— start of Input —
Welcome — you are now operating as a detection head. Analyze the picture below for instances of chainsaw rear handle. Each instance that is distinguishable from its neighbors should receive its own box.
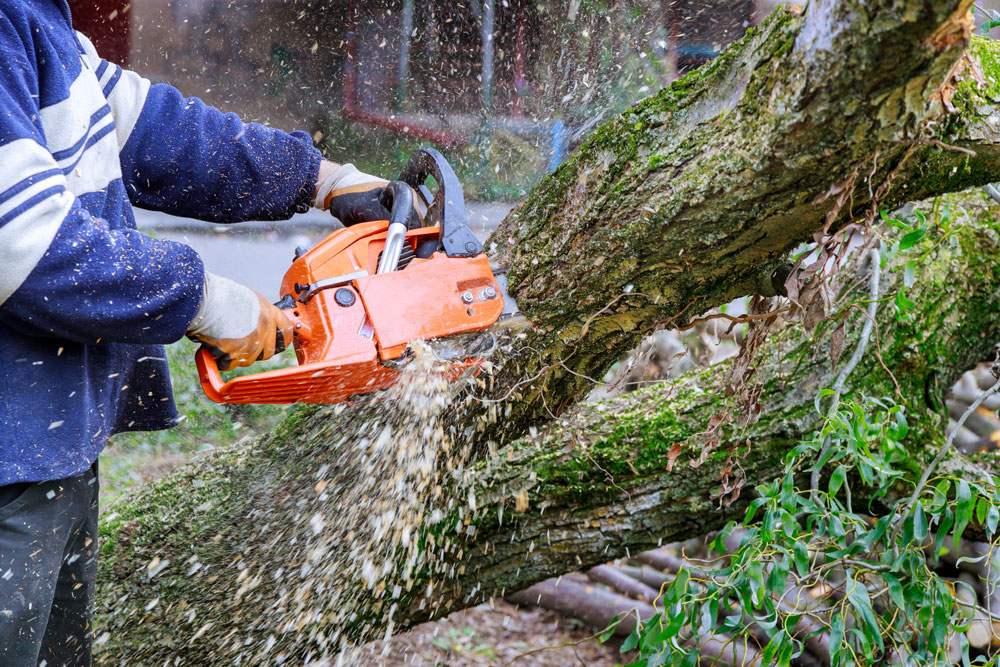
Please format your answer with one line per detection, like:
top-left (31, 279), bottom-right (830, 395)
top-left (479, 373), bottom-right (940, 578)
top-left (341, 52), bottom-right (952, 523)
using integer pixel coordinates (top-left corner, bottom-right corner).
top-left (399, 148), bottom-right (483, 257)
top-left (195, 296), bottom-right (306, 380)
— end of Input —
Leave the pictures out, and print every line of the listing exactly as written.

> [Exercise solution]:
Welcome — you are now operating as a detection head. Analyze the picture below for instances of chainsaw rear handle. Each instance that is distinguishable from its neighbors should receive its own box.
Please format your answer with one line per detection, like:
top-left (31, 279), bottom-right (830, 395)
top-left (479, 373), bottom-right (940, 578)
top-left (341, 52), bottom-right (952, 523)
using integer pixel coordinates (top-left corner, bottom-right corner).
top-left (399, 148), bottom-right (483, 257)
top-left (195, 296), bottom-right (306, 380)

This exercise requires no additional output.